▶ EXERCISE DESCRIPTION:
Only the lines from the one containing "Given the above screenshot, where exactly is the orange" through the last line of the data are to be written out, exactly and in full.

═══ DATA ═══

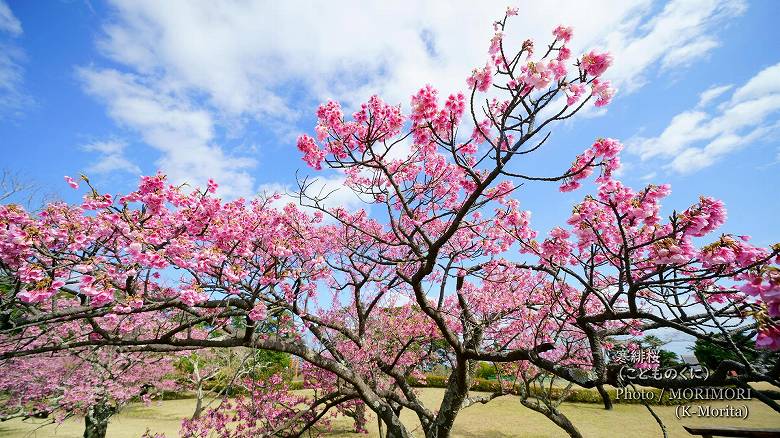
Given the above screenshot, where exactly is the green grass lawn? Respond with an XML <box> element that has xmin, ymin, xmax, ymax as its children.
<box><xmin>2</xmin><ymin>388</ymin><xmax>778</xmax><ymax>437</ymax></box>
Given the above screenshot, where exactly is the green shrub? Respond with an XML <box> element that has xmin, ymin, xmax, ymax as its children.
<box><xmin>406</xmin><ymin>374</ymin><xmax>693</xmax><ymax>406</ymax></box>
<box><xmin>473</xmin><ymin>362</ymin><xmax>497</xmax><ymax>380</ymax></box>
<box><xmin>407</xmin><ymin>374</ymin><xmax>448</xmax><ymax>388</ymax></box>
<box><xmin>470</xmin><ymin>378</ymin><xmax>505</xmax><ymax>392</ymax></box>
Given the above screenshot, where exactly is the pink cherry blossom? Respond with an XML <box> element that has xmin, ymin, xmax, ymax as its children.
<box><xmin>64</xmin><ymin>175</ymin><xmax>79</xmax><ymax>189</ymax></box>
<box><xmin>557</xmin><ymin>46</ymin><xmax>571</xmax><ymax>61</ymax></box>
<box><xmin>248</xmin><ymin>302</ymin><xmax>267</xmax><ymax>321</ymax></box>
<box><xmin>467</xmin><ymin>64</ymin><xmax>493</xmax><ymax>92</ymax></box>
<box><xmin>757</xmin><ymin>326</ymin><xmax>780</xmax><ymax>350</ymax></box>
<box><xmin>0</xmin><ymin>10</ymin><xmax>776</xmax><ymax>438</ymax></box>
<box><xmin>297</xmin><ymin>134</ymin><xmax>326</xmax><ymax>170</ymax></box>
<box><xmin>591</xmin><ymin>79</ymin><xmax>616</xmax><ymax>107</ymax></box>
<box><xmin>581</xmin><ymin>50</ymin><xmax>613</xmax><ymax>77</ymax></box>
<box><xmin>564</xmin><ymin>83</ymin><xmax>585</xmax><ymax>106</ymax></box>
<box><xmin>552</xmin><ymin>25</ymin><xmax>573</xmax><ymax>43</ymax></box>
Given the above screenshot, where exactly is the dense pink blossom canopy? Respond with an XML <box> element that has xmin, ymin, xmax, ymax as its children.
<box><xmin>0</xmin><ymin>7</ymin><xmax>778</xmax><ymax>437</ymax></box>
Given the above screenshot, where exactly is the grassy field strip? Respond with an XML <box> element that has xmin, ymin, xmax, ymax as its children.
<box><xmin>1</xmin><ymin>388</ymin><xmax>779</xmax><ymax>437</ymax></box>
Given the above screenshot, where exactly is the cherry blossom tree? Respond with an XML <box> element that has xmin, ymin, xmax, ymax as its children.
<box><xmin>1</xmin><ymin>7</ymin><xmax>778</xmax><ymax>438</ymax></box>
<box><xmin>176</xmin><ymin>346</ymin><xmax>293</xmax><ymax>421</ymax></box>
<box><xmin>176</xmin><ymin>350</ymin><xmax>224</xmax><ymax>420</ymax></box>
<box><xmin>0</xmin><ymin>326</ymin><xmax>175</xmax><ymax>438</ymax></box>
<box><xmin>181</xmin><ymin>362</ymin><xmax>370</xmax><ymax>437</ymax></box>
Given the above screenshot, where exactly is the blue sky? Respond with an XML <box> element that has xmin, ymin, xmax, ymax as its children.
<box><xmin>1</xmin><ymin>0</ymin><xmax>779</xmax><ymax>250</ymax></box>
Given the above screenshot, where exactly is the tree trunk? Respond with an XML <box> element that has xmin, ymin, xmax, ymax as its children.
<box><xmin>426</xmin><ymin>359</ymin><xmax>470</xmax><ymax>438</ymax></box>
<box><xmin>192</xmin><ymin>382</ymin><xmax>204</xmax><ymax>420</ymax></box>
<box><xmin>379</xmin><ymin>407</ymin><xmax>410</xmax><ymax>438</ymax></box>
<box><xmin>597</xmin><ymin>384</ymin><xmax>613</xmax><ymax>410</ymax></box>
<box><xmin>520</xmin><ymin>400</ymin><xmax>583</xmax><ymax>438</ymax></box>
<box><xmin>353</xmin><ymin>403</ymin><xmax>367</xmax><ymax>433</ymax></box>
<box><xmin>378</xmin><ymin>416</ymin><xmax>385</xmax><ymax>438</ymax></box>
<box><xmin>354</xmin><ymin>384</ymin><xmax>410</xmax><ymax>437</ymax></box>
<box><xmin>83</xmin><ymin>403</ymin><xmax>115</xmax><ymax>438</ymax></box>
<box><xmin>192</xmin><ymin>387</ymin><xmax>203</xmax><ymax>420</ymax></box>
<box><xmin>548</xmin><ymin>410</ymin><xmax>584</xmax><ymax>438</ymax></box>
<box><xmin>191</xmin><ymin>360</ymin><xmax>205</xmax><ymax>420</ymax></box>
<box><xmin>364</xmin><ymin>401</ymin><xmax>409</xmax><ymax>438</ymax></box>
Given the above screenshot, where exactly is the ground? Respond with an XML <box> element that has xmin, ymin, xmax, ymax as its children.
<box><xmin>2</xmin><ymin>388</ymin><xmax>779</xmax><ymax>437</ymax></box>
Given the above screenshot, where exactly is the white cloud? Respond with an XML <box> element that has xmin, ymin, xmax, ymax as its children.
<box><xmin>78</xmin><ymin>68</ymin><xmax>257</xmax><ymax>198</ymax></box>
<box><xmin>697</xmin><ymin>84</ymin><xmax>733</xmax><ymax>108</ymax></box>
<box><xmin>82</xmin><ymin>0</ymin><xmax>747</xmax><ymax>198</ymax></box>
<box><xmin>730</xmin><ymin>63</ymin><xmax>780</xmax><ymax>103</ymax></box>
<box><xmin>602</xmin><ymin>0</ymin><xmax>745</xmax><ymax>93</ymax></box>
<box><xmin>666</xmin><ymin>127</ymin><xmax>774</xmax><ymax>173</ymax></box>
<box><xmin>660</xmin><ymin>37</ymin><xmax>718</xmax><ymax>70</ymax></box>
<box><xmin>640</xmin><ymin>172</ymin><xmax>657</xmax><ymax>181</ymax></box>
<box><xmin>0</xmin><ymin>45</ymin><xmax>24</xmax><ymax>106</ymax></box>
<box><xmin>631</xmin><ymin>62</ymin><xmax>780</xmax><ymax>173</ymax></box>
<box><xmin>634</xmin><ymin>110</ymin><xmax>710</xmax><ymax>159</ymax></box>
<box><xmin>0</xmin><ymin>0</ymin><xmax>29</xmax><ymax>117</ymax></box>
<box><xmin>95</xmin><ymin>0</ymin><xmax>739</xmax><ymax>108</ymax></box>
<box><xmin>82</xmin><ymin>140</ymin><xmax>141</xmax><ymax>175</ymax></box>
<box><xmin>0</xmin><ymin>1</ymin><xmax>21</xmax><ymax>36</ymax></box>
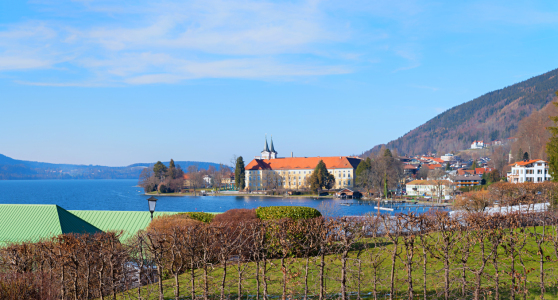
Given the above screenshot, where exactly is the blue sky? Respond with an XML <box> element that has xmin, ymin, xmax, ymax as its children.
<box><xmin>1</xmin><ymin>0</ymin><xmax>558</xmax><ymax>166</ymax></box>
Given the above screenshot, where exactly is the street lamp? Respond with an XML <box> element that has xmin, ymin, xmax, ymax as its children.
<box><xmin>147</xmin><ymin>196</ymin><xmax>158</xmax><ymax>221</ymax></box>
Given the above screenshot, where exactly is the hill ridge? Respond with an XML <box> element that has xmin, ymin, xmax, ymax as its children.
<box><xmin>364</xmin><ymin>67</ymin><xmax>558</xmax><ymax>156</ymax></box>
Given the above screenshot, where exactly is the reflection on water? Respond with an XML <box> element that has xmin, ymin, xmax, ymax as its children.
<box><xmin>0</xmin><ymin>179</ymin><xmax>448</xmax><ymax>217</ymax></box>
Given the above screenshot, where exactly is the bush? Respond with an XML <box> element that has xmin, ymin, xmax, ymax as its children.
<box><xmin>256</xmin><ymin>206</ymin><xmax>322</xmax><ymax>220</ymax></box>
<box><xmin>158</xmin><ymin>183</ymin><xmax>168</xmax><ymax>193</ymax></box>
<box><xmin>180</xmin><ymin>212</ymin><xmax>215</xmax><ymax>223</ymax></box>
<box><xmin>146</xmin><ymin>214</ymin><xmax>202</xmax><ymax>233</ymax></box>
<box><xmin>0</xmin><ymin>271</ymin><xmax>59</xmax><ymax>300</ymax></box>
<box><xmin>212</xmin><ymin>209</ymin><xmax>258</xmax><ymax>224</ymax></box>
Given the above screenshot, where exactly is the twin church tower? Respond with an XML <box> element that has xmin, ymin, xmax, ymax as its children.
<box><xmin>260</xmin><ymin>135</ymin><xmax>278</xmax><ymax>159</ymax></box>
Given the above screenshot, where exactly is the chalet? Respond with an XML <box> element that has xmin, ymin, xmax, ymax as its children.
<box><xmin>471</xmin><ymin>140</ymin><xmax>484</xmax><ymax>149</ymax></box>
<box><xmin>404</xmin><ymin>164</ymin><xmax>418</xmax><ymax>175</ymax></box>
<box><xmin>507</xmin><ymin>160</ymin><xmax>551</xmax><ymax>183</ymax></box>
<box><xmin>457</xmin><ymin>169</ymin><xmax>475</xmax><ymax>176</ymax></box>
<box><xmin>475</xmin><ymin>167</ymin><xmax>494</xmax><ymax>175</ymax></box>
<box><xmin>451</xmin><ymin>175</ymin><xmax>482</xmax><ymax>187</ymax></box>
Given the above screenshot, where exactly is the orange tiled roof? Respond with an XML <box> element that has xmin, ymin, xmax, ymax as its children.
<box><xmin>427</xmin><ymin>164</ymin><xmax>442</xmax><ymax>170</ymax></box>
<box><xmin>183</xmin><ymin>174</ymin><xmax>190</xmax><ymax>180</ymax></box>
<box><xmin>475</xmin><ymin>167</ymin><xmax>494</xmax><ymax>174</ymax></box>
<box><xmin>510</xmin><ymin>159</ymin><xmax>547</xmax><ymax>166</ymax></box>
<box><xmin>457</xmin><ymin>169</ymin><xmax>475</xmax><ymax>175</ymax></box>
<box><xmin>431</xmin><ymin>158</ymin><xmax>444</xmax><ymax>163</ymax></box>
<box><xmin>245</xmin><ymin>156</ymin><xmax>361</xmax><ymax>171</ymax></box>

═══

▶ SOLUTION FOR THIS TASK:
Given the above screenshot, where exactly is the orange tiled roof? Respond with an XML <box> element that has xmin, ymin, xmax, ymax as its children.
<box><xmin>427</xmin><ymin>164</ymin><xmax>442</xmax><ymax>170</ymax></box>
<box><xmin>183</xmin><ymin>174</ymin><xmax>190</xmax><ymax>180</ymax></box>
<box><xmin>475</xmin><ymin>167</ymin><xmax>494</xmax><ymax>174</ymax></box>
<box><xmin>510</xmin><ymin>159</ymin><xmax>547</xmax><ymax>166</ymax></box>
<box><xmin>457</xmin><ymin>169</ymin><xmax>475</xmax><ymax>175</ymax></box>
<box><xmin>431</xmin><ymin>158</ymin><xmax>444</xmax><ymax>163</ymax></box>
<box><xmin>245</xmin><ymin>156</ymin><xmax>361</xmax><ymax>171</ymax></box>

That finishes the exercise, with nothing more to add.